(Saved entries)

━━━━━━

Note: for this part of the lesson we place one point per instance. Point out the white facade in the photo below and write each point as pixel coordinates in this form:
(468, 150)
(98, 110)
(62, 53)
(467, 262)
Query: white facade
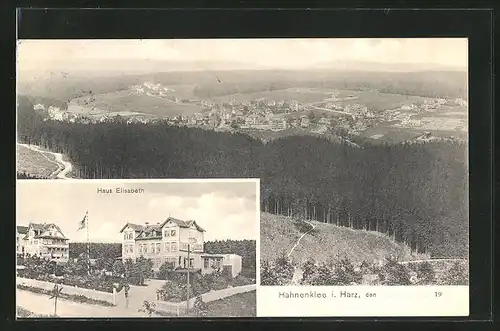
(46, 240)
(169, 242)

━━━━━━

Work request =>
Would you return all the data exactly as given, minus the pictures?

Output of the exercise =>
Note: for this part of the lesson we place one point per instance. Point out the white facade in the photo below and write each point as pixel coordinates in this form:
(468, 150)
(98, 110)
(62, 53)
(467, 262)
Query: white facade
(46, 240)
(169, 242)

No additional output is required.